(Record set begins)
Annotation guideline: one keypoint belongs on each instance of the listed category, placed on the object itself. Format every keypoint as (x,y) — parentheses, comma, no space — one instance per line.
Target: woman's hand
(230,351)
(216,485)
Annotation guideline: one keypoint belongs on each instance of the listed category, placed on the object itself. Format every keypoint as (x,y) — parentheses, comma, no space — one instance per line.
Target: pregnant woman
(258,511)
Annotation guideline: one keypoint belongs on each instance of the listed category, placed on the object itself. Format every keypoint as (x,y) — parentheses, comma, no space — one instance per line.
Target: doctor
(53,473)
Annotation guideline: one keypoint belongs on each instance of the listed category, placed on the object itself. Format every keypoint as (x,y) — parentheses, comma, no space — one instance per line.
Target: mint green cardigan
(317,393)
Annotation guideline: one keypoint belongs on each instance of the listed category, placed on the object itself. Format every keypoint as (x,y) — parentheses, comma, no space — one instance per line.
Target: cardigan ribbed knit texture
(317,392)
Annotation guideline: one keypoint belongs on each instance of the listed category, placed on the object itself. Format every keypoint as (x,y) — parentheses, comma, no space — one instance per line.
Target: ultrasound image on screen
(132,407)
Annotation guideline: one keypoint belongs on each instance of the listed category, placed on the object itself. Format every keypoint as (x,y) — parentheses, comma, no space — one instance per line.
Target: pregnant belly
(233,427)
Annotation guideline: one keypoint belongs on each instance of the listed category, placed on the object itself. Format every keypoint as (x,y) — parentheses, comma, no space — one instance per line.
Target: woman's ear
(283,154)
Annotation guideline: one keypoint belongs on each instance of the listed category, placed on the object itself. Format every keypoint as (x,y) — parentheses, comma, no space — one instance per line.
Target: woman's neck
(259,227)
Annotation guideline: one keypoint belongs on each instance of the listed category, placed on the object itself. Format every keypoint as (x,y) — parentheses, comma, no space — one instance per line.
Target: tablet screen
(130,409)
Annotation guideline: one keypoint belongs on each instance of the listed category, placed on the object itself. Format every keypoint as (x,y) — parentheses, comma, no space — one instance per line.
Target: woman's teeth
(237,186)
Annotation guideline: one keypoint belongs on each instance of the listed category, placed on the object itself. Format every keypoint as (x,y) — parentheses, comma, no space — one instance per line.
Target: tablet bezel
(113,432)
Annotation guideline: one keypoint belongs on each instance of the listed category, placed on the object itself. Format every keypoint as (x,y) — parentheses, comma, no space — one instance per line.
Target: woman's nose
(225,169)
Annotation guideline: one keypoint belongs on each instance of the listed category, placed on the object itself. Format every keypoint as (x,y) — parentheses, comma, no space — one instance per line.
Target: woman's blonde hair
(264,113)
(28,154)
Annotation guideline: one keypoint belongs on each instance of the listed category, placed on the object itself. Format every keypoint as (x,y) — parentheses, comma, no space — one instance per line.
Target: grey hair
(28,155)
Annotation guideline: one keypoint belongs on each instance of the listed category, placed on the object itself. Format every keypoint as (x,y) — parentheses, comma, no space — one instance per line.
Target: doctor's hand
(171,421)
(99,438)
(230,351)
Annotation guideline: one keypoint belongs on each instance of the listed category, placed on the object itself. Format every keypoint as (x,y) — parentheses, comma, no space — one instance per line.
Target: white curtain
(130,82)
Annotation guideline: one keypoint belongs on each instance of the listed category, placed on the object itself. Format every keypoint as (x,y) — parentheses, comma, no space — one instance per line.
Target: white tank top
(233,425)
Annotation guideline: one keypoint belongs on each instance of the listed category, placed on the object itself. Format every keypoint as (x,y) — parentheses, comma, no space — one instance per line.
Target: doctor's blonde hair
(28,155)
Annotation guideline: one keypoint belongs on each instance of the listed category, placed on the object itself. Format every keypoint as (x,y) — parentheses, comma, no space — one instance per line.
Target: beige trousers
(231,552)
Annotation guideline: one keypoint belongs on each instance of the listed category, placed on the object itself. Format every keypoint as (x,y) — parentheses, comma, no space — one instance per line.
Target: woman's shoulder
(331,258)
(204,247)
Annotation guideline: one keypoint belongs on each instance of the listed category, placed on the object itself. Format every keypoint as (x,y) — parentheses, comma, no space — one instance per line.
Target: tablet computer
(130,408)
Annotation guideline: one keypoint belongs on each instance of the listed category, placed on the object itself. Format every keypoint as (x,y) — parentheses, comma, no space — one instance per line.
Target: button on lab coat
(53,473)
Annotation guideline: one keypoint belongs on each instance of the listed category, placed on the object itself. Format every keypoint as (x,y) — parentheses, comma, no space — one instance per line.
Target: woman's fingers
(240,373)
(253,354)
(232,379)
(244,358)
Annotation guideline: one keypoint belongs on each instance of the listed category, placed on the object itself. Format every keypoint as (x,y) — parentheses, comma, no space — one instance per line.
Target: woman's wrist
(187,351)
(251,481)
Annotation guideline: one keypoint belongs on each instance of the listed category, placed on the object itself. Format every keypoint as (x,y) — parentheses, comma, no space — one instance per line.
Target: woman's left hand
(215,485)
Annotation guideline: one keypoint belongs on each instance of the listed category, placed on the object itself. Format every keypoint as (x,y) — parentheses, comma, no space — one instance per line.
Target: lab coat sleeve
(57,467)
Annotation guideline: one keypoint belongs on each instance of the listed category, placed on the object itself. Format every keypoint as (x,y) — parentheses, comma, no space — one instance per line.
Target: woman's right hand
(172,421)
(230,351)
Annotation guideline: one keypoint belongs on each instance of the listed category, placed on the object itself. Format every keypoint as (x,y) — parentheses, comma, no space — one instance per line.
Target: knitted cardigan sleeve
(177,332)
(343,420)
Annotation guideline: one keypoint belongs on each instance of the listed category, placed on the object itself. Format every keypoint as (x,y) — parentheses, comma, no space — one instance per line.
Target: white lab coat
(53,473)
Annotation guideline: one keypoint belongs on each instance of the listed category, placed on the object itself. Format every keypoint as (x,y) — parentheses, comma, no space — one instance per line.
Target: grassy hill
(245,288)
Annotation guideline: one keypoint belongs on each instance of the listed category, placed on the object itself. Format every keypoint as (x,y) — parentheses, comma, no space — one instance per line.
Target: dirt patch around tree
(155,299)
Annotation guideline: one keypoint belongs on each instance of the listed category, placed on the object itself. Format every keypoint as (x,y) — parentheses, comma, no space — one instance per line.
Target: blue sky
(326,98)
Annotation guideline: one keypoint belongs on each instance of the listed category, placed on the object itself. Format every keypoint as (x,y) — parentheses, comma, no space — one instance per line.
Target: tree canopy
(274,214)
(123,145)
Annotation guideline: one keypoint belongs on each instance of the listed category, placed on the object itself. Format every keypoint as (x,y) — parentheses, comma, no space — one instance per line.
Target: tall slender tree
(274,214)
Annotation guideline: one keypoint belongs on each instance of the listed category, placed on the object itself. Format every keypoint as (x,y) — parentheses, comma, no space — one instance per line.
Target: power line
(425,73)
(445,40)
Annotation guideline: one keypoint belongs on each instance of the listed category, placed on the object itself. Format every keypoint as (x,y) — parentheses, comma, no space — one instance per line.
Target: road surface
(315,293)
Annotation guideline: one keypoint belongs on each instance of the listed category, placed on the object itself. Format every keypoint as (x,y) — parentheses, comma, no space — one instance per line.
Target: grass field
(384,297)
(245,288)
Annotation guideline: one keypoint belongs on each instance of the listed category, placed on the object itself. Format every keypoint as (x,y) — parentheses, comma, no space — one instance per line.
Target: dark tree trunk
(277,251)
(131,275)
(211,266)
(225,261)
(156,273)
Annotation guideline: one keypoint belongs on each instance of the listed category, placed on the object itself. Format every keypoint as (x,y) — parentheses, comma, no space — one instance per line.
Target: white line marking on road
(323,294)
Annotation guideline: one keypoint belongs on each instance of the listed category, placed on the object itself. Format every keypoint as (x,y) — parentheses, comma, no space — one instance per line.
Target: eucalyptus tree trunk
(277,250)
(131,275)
(Record set ends)
(What you need to do)
Could you write out every entry above exactly as it appears?

(Response to this task)
Annotation guideline: one keypoint belongs on each instance of the listed category, placed on the object itself. Format every keypoint as (x,y) — parentheses, comma, no space — one instance per line.
Target: woman's hand
(230,351)
(216,485)
Annotation guideline: one keypoint belongs on each instance of the listed category, placed on the object itself. Format every keypoint as (x,y) — parentheses, comma, no space — one instance per line.
Target: pregnant woman
(258,511)
Annotation guideline: one keypoint belongs on each instance of the listed category, placed on the object itself. Format every keypoint as (x,y) — parentheses, comma, no space — one instance per line.
Target: doctor
(53,473)
Annotation guideline: one keypoint belongs on each instance of the listed category, placed on the object itself. Format every keypoint as (x,y) — parentheses, comma, no space — one instance per line.
Target: mint green cardigan
(317,393)
Annotation guideline: one keypoint belongs on each instance of the listed category, placed on the object itself. Format every keypoint as (x,y) — parentheses, comma, no space — one instance per line.
Target: cardigan ribbed knit texture
(317,392)
Annotation guideline: one keypoint belongs on each instance of the listed category, placed on the object itself. Format every keypoint as (x,y) — parentheses, comma, no space — one instance per line.
Target: ultrasound image on screen
(132,407)
Annotation guideline: one keypoint belongs on each instance of the listed category, placed on the object itself. Format every keypoint as (x,y) — parentheses, comma, no space — one instance per line.
Target: pregnant belly
(233,427)
Annotation guideline: one keypoint belongs on each instance of the listed category, placed on the object itself. Format every keypoint as (x,y) — parentheses, comma, no space — one instance per line.
Target: woman's ear
(283,154)
Annotation guideline: one keypoint belongs on each instance of the listed category, placed on the object itself. Format every keypoint as (x,y) — parentheses, comma, no space — one instance per line.
Target: woman's neck
(259,227)
Annotation guideline: one keypoint belongs on each instance of the listed category, placed on the object itself. Format every keypoint as (x,y) — parentheses, comma, no space — one instance per line.
Target: tablet screen
(130,409)
Annotation guideline: one keypoint belongs on each instance of the listed category, placed on the object itself. Format every keypoint as (x,y) — parentheses, comma, no space — one instance per line.
Target: woman's teeth
(237,186)
Annotation guideline: one keypoint belongs on each instance of the listed category, placed on the object itself. Format every keypoint as (x,y) — parentheses, comma, no space — one instance per line.
Target: tablet bezel
(113,432)
Annotation guideline: one keypoint belongs on each instance of the listed category, placed on the object itself. Format every keypoint as (x,y) — parentheses, comma, no space — one instance per line.
Target: woman's nose
(225,169)
Annotation guideline: one keypoint belongs on each instance of the listed category, placed on the object itself. Format every keypoint as (x,y) — parentheses, comma, no space — one instance per line.
Target: woman's blonde hair
(264,113)
(28,154)
Annotation guideline: one keypoint belongs on each instance of the listed category, placed on the object itself. Format every keypoint as (x,y) — parentheses, comma, no space — one instance per line.
Target: grey hair
(28,155)
Annotation guideline: one keypoint belongs on each instance of the listed category, placed on the object itself. Format every keypoint as (x,y) — parentheses, comma, no space — one instance per line.
Target: doctor's hand
(171,421)
(99,438)
(230,351)
Annotation guideline: one keypoint belongs on each instance of the listed category, placed on the object itself. Format every keypoint as (x,y) — parentheses, comma, no space — one instance per line.
Target: white curtain
(130,82)
Annotation guideline: one keypoint belongs on each instance of the listed category, placed on the object itself. Format every keypoint as (x,y) — parentheses, comma, no space — one instance per line.
Target: white tank top
(233,425)
Annotation guideline: one keypoint belongs on each instance of the listed category, placed on the object itself. Format every keypoint as (x,y) — parentheses, comma, no space — one instance per line.
Target: doctor's blonde hair
(28,155)
Annotation guideline: one keypoint belongs on each instance of the listed category, placed on the object itself. Format every keypoint as (x,y) — parentheses, comma, no space — one instance per line.
Target: beige trousers
(231,552)
Annotation guideline: one keypoint belongs on each instance of the listed category, placed on the object itself. Format every keypoint as (x,y) — parentheses, comma, no space — one instance per line.
Target: woman's shoulder
(331,258)
(204,247)
Annotation guideline: one keypoint belongs on each instance of the listed category, placed on the object itself. Format every keypoint as (x,y) — parentheses, comma, no space — one instance per line.
Target: tablet computer
(130,408)
Annotation guideline: one keypoint belongs on each instance of the listed category, placed on the object itself. Format every keypoint as (x,y) — parentheses, comma, no space — one instance per line.
Target: button on lab coat
(53,473)
Annotation guideline: one keypoint belongs on each instance of the listed category, placed on the object itself. Format every keypoint as (x,y) — parentheses, comma, no space — one instance per line.
Target: woman's fingers
(240,373)
(253,354)
(232,379)
(244,358)
Annotation guideline: one keypoint belongs on each instance of the listed category, placed on the object itself. Format every keypoint as (x,y) — parentheses, comma, no space — one instance per line.
Target: woman's wrist
(187,351)
(251,481)
Annotation guideline: one keypoint belongs on each instance of the listed category, placed on the object itself. Format every keypoint as (x,y) — parentheses, comma, no space — one instance per line.
Target: woman's left hand
(215,485)
Annotation guideline: one keypoint belongs on each instance of the listed category, placed on the object itself. Format every keypoint as (x,y) — parentheses, comma, no space — one instance per line.
Target: lab coat sleeve
(57,467)
Annotation guideline: one keypoint belongs on each instance of the listed category, placed on the object itself. Format every keypoint as (x,y) — parentheses, comma, no space — one instance per line.
Target: woman's right hand
(172,421)
(230,351)
Annotation guideline: one keypoint belongs on each instance of the listed category, placed on the object itself. Format every keypoint as (x,y) — parentheses, comma, no space — one instance per line.
Target: knitted cardigan sleeve
(177,332)
(343,420)
Annotation guideline: one keypoint belongs on each instance of the listed category, placed on the object itself. Format every keypoint as (x,y) — parentheses, comma, no space — one instance per line.
Target: white lab coat
(53,473)
Annotation guideline: one keypoint belongs on each instance of the listed category, placed on the object itself. Format every keypoint as (x,y) — parentheses, comma, no space — one instance per line.
Target: grassy hill
(245,288)
Annotation guideline: one keypoint belongs on each instance of the listed category, placed on the object itself. Format every keypoint as (x,y) — parentheses, comma, no space — one instance per line.
Target: dirt patch around tree
(155,299)
Annotation guideline: one keypoint belongs on each instance of the listed category, placed on the object itself. Format every keypoint as (x,y) — parentheses, comma, no space — one instance per line.
Target: blue sky
(326,98)
Annotation guideline: one keypoint belongs on each instance of the listed category, placed on the object itself. Format every keypoint as (x,y) — parentheses, comma, no space — one instance per line.
Target: tree canopy
(274,214)
(123,145)
Annotation guideline: one keypoint belongs on each instance of the listed category, placed on the object itself. Format every keypoint as (x,y) — parentheses, comma, no space — one instance per line.
Target: tall slender tree
(274,214)
Annotation guideline: one keypoint belongs on each instance of the listed category, placed on the object itself. Format every keypoint as (x,y) — parentheses, comma, no space — one instance per line.
Target: power line
(425,73)
(445,40)
Annotation guideline: one keypoint belongs on each instance of the listed category, placed on the object itself. Format every keypoint as (x,y) — parentheses, comma, no space — one instance per line.
Target: road surface
(315,293)
Annotation guideline: one keypoint belongs on each instance of the listed category, placed on the object itself. Format every keypoint as (x,y) — parentheses, comma, no space — one instance per line.
Target: grass field
(384,297)
(245,288)
Annotation guideline: one keypoint belongs on each instance of the listed category, placed on the object itself. Format every keypoint as (x,y) — parentheses, comma, no space — one instance per line.
Target: dark tree trunk
(277,251)
(131,275)
(211,266)
(225,261)
(156,273)
Annotation guideline: one keypoint belongs on each instance of the listed category, placed on the object itself. Format every keypoint as (x,y) — parentheses, comma, no space — one instance per line.
Target: white line marking on road
(323,294)
Annotation guideline: one keypoint belongs on each instance of the listed category, placed on the object itself. Format every keypoint as (x,y) — parentheses, comma, no space — one instance per line.
Target: eucalyptus tree trunk
(277,250)
(131,275)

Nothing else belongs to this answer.